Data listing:
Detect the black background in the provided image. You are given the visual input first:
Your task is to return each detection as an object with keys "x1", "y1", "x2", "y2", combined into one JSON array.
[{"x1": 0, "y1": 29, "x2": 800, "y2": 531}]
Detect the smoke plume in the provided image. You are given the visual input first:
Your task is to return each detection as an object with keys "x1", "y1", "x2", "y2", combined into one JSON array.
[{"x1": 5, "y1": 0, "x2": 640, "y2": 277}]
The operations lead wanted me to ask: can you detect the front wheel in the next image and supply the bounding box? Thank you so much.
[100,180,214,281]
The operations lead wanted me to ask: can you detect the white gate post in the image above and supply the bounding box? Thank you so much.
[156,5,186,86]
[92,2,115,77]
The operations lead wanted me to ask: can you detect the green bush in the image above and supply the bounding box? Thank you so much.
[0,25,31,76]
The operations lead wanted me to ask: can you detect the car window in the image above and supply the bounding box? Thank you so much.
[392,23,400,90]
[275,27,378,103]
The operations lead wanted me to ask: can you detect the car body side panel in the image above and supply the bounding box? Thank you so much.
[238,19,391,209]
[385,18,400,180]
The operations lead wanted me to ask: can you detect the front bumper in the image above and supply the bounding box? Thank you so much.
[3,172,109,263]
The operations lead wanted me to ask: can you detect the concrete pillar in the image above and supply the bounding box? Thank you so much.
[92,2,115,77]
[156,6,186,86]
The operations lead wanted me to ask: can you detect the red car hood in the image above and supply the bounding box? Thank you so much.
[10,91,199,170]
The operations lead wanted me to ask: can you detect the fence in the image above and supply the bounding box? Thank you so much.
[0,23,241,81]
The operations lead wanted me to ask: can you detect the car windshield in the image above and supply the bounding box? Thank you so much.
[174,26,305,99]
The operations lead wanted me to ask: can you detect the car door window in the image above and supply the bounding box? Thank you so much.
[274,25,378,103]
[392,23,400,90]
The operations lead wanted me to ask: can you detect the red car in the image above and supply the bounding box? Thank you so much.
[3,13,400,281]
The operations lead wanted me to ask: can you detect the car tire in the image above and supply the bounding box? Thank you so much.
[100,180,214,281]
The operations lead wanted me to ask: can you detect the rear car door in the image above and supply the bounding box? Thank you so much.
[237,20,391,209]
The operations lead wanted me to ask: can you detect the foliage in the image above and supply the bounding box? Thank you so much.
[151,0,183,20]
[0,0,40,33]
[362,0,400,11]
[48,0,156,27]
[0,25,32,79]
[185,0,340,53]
...
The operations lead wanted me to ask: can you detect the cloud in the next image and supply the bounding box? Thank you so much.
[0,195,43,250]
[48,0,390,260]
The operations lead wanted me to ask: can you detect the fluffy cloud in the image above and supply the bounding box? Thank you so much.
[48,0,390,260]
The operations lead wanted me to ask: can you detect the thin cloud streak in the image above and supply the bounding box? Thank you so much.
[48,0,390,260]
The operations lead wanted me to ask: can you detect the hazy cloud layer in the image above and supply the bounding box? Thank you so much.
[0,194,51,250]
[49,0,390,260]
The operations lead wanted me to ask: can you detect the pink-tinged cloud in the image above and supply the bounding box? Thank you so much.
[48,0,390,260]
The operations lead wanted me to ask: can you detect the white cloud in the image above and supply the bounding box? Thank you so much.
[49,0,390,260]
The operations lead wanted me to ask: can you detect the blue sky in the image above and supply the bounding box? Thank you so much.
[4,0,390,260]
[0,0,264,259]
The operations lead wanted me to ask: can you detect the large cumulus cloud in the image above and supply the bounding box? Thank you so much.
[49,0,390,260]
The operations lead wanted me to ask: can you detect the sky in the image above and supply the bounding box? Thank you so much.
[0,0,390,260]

● **STATED TASK**: Starting with the line that contains "detect the concrete" and going on through the line that contains "[0,23,241,81]", rewrite those lines with "operations lead" changed to "team lead" and everything else left the same.

● **RESPONSE TO THE TASK**:
The team lead wanted me to ask: can you detect the concrete pillar in the image above and supply the bounding box? Thank you so much.
[92,2,115,77]
[156,6,186,86]
The team lead wanted me to ask: can you detect the red car hood in the image above and supply the bounding box? Thank you so much.
[10,91,199,170]
The team lead wanted me to ask: can you detect the fence in the image above and supply the bounding box? Thank you so much.
[0,23,241,81]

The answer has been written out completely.